-- start of Information given --

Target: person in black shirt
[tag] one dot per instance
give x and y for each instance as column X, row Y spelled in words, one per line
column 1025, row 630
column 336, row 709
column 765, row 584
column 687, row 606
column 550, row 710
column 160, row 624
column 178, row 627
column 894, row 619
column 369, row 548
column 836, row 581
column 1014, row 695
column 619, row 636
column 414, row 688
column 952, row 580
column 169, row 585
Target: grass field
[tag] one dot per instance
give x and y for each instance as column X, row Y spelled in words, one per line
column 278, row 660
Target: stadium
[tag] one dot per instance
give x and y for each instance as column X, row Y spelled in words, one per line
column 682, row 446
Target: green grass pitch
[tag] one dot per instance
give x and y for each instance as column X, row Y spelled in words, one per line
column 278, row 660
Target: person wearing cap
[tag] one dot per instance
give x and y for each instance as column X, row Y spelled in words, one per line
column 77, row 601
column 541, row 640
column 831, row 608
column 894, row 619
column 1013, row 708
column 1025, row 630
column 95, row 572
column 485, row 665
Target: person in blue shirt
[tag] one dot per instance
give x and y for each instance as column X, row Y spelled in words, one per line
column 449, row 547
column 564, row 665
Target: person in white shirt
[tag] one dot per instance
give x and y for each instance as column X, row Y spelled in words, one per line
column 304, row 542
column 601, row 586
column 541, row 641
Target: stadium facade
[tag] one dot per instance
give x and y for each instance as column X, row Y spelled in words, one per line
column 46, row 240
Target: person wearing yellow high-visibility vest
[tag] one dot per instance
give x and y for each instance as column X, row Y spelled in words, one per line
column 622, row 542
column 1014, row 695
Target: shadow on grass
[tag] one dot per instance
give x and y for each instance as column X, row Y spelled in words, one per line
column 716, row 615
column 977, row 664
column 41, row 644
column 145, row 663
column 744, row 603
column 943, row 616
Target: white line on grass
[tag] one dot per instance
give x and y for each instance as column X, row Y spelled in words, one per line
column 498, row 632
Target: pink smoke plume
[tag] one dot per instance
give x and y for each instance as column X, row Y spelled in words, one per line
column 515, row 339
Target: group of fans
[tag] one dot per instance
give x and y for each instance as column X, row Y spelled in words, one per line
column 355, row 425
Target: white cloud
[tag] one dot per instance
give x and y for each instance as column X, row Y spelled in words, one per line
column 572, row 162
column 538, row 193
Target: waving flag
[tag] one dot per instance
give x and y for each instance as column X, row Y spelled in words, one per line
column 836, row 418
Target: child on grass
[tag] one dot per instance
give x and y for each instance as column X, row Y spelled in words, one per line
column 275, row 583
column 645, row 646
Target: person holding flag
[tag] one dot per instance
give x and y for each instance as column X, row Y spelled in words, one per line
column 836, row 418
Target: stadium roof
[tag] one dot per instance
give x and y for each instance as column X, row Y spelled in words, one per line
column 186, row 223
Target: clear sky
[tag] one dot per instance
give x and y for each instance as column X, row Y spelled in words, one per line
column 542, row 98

-- end of Information given --

> **Objective**:
Copy every one of the lines above word for word, keeping their order.

> **Final result**:
Target: person in black shirt
[tag] one dot per instance
give x and y for each instance as column X, row Y spelled in words, one per line
column 1025, row 630
column 336, row 709
column 765, row 584
column 687, row 606
column 550, row 710
column 160, row 624
column 178, row 627
column 894, row 619
column 369, row 548
column 836, row 581
column 1014, row 695
column 619, row 636
column 414, row 688
column 952, row 580
column 169, row 585
Target: grass field
[tag] one dot per instance
give x and y for each instance as column X, row Y spelled in words, one per line
column 278, row 660
Target: stadium
[tag] one dot per instance
give x and y for each instance as column X, row Y spelled in words, one per line
column 682, row 446
Target: green grass pitch
[tag] one dot per instance
give x and y for each instance as column X, row Y spelled in words, one per line
column 278, row 660
Target: person wearing cap
[tag] one dot per instance
give x and y for each instance as column X, row Y spelled in words, one per line
column 77, row 601
column 541, row 640
column 831, row 608
column 894, row 619
column 1013, row 708
column 1025, row 630
column 95, row 572
column 485, row 665
Target: person in blue shirt
[tag] one dot per instance
give x and y for each instance as column X, row Y spelled in words, one per line
column 449, row 547
column 564, row 665
Target: person in white shirt
[tag] one dot per instance
give x and y for each instance as column X, row Y spelled in words, one per line
column 304, row 542
column 601, row 586
column 541, row 641
Target: stadium facade
[tag] one dot per instance
give x and y for each instance as column X, row Y spelled in words, one per line
column 46, row 240
Target: person wearing yellow high-visibility vest
[tag] one dot per instance
give x and y for each instance as column X, row Y spelled in words, one per line
column 622, row 542
column 1014, row 695
Target: shadow on grass
[tag] one dot per instance
give x and y for each instance as column X, row Y spelled in words, one per line
column 716, row 615
column 977, row 664
column 41, row 644
column 145, row 663
column 744, row 603
column 943, row 616
Target: white line on grass
[tag] one dot per instance
give x and y for each instance as column X, row Y spelled in words, one per line
column 498, row 632
Target: pink smoke plume
[tag] one dot per instance
give x and y for each instance as column X, row Y spelled in words, one per line
column 515, row 339
Target: group of fans
[tag] one dot per instance
give x and y for each instance as column X, row Y spelled in words, one per line
column 355, row 425
Target: white cloud
[tag] one dot per instance
give x and y for each instance as column X, row Y spelled in words, one per line
column 572, row 162
column 538, row 193
Target: waving flag
[tag] one dot per instance
give x and y for each instance as column X, row Y spelled in words, one per line
column 836, row 418
Target: child on grass
[tag] one dot per instance
give x and y for each instance as column X, row Y spelled in words, one per line
column 275, row 583
column 645, row 646
Target: person holding flag
[tag] one dot per instance
give x and y for each instance as column X, row Y spelled in words, one per line
column 836, row 418
Target: stadium roof
[tag] one dot per instance
give x and y for each instance as column X, row Y spelled in words, one per line
column 186, row 223
Target: clear sky
[tag] one dot per instance
give x and y for each instance as column X, row Y spelled in words, one per line
column 542, row 98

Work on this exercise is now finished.